> [Records to use]:

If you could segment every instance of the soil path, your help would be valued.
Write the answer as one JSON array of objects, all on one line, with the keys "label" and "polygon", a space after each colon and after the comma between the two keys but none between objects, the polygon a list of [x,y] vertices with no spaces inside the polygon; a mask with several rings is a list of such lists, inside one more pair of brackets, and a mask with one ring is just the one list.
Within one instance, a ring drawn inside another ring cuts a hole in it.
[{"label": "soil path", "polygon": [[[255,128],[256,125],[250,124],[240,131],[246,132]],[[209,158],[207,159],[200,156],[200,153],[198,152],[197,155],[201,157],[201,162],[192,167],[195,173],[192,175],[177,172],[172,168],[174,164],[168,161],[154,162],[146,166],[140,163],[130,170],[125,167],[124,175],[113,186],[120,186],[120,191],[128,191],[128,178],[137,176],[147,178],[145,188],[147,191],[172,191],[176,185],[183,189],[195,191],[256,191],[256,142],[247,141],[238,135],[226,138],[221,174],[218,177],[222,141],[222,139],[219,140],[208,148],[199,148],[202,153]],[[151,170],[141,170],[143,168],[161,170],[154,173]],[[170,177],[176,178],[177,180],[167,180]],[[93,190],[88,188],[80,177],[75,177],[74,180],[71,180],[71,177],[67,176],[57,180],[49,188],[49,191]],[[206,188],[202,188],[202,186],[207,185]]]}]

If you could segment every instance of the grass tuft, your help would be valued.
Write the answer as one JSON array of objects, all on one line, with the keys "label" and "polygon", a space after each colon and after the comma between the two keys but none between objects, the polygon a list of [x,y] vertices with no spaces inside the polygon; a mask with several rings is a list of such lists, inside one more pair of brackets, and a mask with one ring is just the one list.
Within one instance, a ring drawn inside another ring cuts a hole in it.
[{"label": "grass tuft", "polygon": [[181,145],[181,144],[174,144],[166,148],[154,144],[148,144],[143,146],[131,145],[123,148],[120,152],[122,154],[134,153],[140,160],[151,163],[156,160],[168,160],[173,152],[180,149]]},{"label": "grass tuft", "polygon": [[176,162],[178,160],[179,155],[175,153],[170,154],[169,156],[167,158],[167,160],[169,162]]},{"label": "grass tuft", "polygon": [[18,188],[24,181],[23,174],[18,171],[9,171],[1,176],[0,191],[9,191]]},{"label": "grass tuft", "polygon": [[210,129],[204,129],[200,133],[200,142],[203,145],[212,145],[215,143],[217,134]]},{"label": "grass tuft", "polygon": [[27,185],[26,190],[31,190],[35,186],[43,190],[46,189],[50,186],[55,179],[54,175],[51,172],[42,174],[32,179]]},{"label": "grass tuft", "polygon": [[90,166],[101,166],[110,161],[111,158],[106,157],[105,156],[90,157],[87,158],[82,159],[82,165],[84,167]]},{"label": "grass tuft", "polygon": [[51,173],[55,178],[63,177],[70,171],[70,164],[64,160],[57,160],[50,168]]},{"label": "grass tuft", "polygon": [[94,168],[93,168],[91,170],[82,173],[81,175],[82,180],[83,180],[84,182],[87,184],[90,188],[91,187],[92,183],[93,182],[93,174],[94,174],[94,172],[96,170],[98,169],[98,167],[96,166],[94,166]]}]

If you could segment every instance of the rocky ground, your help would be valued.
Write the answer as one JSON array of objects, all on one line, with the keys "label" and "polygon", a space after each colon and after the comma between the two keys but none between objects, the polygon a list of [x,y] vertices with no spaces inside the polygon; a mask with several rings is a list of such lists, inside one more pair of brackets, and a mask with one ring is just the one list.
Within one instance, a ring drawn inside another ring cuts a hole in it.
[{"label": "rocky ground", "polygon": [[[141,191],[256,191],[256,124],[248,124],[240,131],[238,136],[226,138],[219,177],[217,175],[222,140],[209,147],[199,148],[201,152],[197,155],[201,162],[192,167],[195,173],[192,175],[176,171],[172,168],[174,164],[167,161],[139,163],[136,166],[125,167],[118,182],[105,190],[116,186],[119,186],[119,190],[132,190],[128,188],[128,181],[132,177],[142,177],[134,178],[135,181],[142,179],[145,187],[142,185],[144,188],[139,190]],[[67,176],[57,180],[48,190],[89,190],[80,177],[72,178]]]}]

> [Task to complete]: Rewrite every one of the entries above with "your help would be valued" replaced by "it would be appreciated" wherever it occurs, keeping everything else unchanged.

> [Output for this exercise]:
If you could segment every instance of the soil path, it would be appreciated.
Write the answer as one JSON array of objects, all on one line, with the keys "label" and "polygon", a space after each colon and after the comma between the two keys but none between objects, the polygon a list of [x,y] vertices with no spaces inside the polygon; a mask with several rings is a list of such lists, inside one more pair of brackets, and a mask with one ring is just the one list.
Within one instance, a ring drawn inside another ring cuts a hole in it.
[{"label": "soil path", "polygon": [[[255,128],[256,125],[250,124],[240,131],[246,132]],[[209,158],[207,159],[200,156],[200,153],[198,152],[197,155],[201,157],[201,162],[192,167],[195,173],[192,175],[177,172],[172,168],[174,164],[168,161],[154,162],[146,166],[140,163],[130,170],[125,167],[124,175],[113,186],[120,186],[120,191],[128,191],[128,178],[137,176],[147,178],[145,188],[147,191],[172,191],[176,185],[183,189],[195,191],[256,191],[256,142],[247,141],[238,135],[226,138],[221,174],[218,177],[222,141],[222,139],[219,140],[208,148],[199,148],[202,153]],[[151,170],[141,170],[143,168],[161,170],[154,173]],[[170,177],[176,178],[177,180],[167,180]],[[93,190],[88,188],[80,177],[75,177],[74,180],[71,180],[71,177],[67,176],[57,180],[49,188],[49,191]],[[206,188],[202,188],[202,186],[207,185]]]}]

If you could segment every instance of the grass tuft, it would be appreciated.
Write the answer as one JSON array of objects, all on one line, with the keys "label" and "polygon", a space after each colon and after the comma between the two keys but none between objects, the polygon a list of [x,y] vertices with no spaces inside the polygon; a mask with several rings is a list of such lists, inside one more pair of brackets, and a mask with one ring is just the one list.
Within one instance, a ring drawn inside another ring cuts a hole in it.
[{"label": "grass tuft", "polygon": [[181,145],[181,144],[174,144],[166,148],[154,144],[148,144],[143,146],[131,145],[123,148],[120,152],[122,154],[134,153],[140,160],[151,163],[156,160],[168,160],[173,152],[180,149]]},{"label": "grass tuft", "polygon": [[176,162],[178,160],[179,155],[175,153],[170,154],[169,156],[167,158],[167,160],[169,162]]},{"label": "grass tuft", "polygon": [[18,188],[24,181],[23,174],[18,171],[9,171],[1,176],[0,191],[9,191]]},{"label": "grass tuft", "polygon": [[210,129],[204,129],[200,133],[200,142],[203,145],[212,145],[215,143],[217,134]]},{"label": "grass tuft", "polygon": [[27,185],[26,190],[31,190],[35,186],[43,190],[46,189],[50,186],[55,179],[54,175],[51,172],[42,174],[32,179]]},{"label": "grass tuft", "polygon": [[90,166],[101,166],[110,161],[111,158],[106,157],[105,156],[90,157],[87,158],[82,159],[82,165],[84,167]]},{"label": "grass tuft", "polygon": [[51,173],[55,178],[63,177],[70,171],[70,164],[64,160],[57,160],[50,168]]},{"label": "grass tuft", "polygon": [[94,168],[93,168],[91,170],[82,173],[81,175],[82,180],[83,180],[84,182],[87,184],[90,188],[91,187],[92,183],[93,182],[93,174],[94,174],[94,172],[96,170],[98,169],[98,167],[96,166],[94,166]]}]

If you could segment every instance of the rocky ground, it would be appreciated.
Write the answer as one JSON array of objects, all on one line, with the keys "label" and "polygon", a space after each colon and after the comma between the two keys but none between objects, the polygon a list of [x,y] vertices with no spaces inside the polygon; a mask with several rings is a list of such lists, inside one more pair of brackets, and a mask with one ring is just the one list.
Within one instance, a ring drawn inside another ring cuts a hole in it.
[{"label": "rocky ground", "polygon": [[[141,191],[256,191],[256,124],[248,124],[240,131],[238,136],[226,138],[219,177],[217,175],[222,140],[209,147],[199,148],[201,152],[197,155],[201,162],[192,167],[195,173],[192,175],[176,171],[172,168],[174,164],[167,161],[139,163],[136,166],[125,167],[118,182],[105,190],[116,186],[119,186],[119,190],[132,190],[128,188],[128,181],[132,177],[142,177],[134,178],[135,181],[142,179],[145,187],[142,185],[144,188],[139,190]],[[67,176],[57,180],[48,190],[89,190],[80,177],[72,178]]]}]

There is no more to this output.